>> START Data shown
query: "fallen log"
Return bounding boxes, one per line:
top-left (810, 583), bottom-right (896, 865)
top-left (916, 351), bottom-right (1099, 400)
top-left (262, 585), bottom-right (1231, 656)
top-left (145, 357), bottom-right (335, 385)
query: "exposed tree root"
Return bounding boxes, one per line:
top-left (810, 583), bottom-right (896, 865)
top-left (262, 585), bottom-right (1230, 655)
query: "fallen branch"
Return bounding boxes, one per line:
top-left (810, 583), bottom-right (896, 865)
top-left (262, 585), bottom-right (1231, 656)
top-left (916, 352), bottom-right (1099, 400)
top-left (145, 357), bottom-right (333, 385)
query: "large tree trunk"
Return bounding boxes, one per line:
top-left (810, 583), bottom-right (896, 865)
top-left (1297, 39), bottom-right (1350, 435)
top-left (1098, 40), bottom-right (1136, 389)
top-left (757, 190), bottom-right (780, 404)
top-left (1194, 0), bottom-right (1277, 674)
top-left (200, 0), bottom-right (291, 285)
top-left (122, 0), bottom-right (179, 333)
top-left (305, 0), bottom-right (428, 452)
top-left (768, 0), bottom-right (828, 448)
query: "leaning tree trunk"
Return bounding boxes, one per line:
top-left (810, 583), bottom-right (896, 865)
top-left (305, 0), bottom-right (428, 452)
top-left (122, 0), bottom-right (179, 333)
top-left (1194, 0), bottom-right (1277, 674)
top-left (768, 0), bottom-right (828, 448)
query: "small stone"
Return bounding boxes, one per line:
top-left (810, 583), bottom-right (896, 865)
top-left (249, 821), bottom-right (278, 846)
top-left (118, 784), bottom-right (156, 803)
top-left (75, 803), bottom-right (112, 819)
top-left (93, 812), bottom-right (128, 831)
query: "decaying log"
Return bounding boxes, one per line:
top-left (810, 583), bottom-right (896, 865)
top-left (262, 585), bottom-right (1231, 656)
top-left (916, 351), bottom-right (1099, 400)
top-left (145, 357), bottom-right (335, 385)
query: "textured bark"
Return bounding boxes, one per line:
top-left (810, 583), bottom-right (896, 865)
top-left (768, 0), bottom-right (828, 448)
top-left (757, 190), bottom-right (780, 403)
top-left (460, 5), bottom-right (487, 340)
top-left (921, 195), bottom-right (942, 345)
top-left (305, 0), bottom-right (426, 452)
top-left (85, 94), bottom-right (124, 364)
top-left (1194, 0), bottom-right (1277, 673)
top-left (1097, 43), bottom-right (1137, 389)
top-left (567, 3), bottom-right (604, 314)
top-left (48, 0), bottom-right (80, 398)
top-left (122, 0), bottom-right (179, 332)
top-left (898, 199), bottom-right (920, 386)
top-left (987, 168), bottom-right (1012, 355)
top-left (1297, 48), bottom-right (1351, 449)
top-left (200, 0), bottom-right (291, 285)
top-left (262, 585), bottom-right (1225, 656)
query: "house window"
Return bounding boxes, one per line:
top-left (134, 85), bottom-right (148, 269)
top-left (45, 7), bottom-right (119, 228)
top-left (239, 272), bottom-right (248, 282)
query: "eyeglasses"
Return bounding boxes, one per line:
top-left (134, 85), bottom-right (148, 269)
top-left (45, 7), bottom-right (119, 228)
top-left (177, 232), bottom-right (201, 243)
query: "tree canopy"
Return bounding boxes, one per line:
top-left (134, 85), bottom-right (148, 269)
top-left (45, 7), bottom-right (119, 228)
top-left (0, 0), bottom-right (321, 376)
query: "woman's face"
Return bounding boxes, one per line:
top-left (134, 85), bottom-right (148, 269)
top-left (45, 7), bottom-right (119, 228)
>> END Data shown
** Task brief **
How many lines of the records above contain the string "trunk", with case counting? Reply with the number alone.

** Final result **
2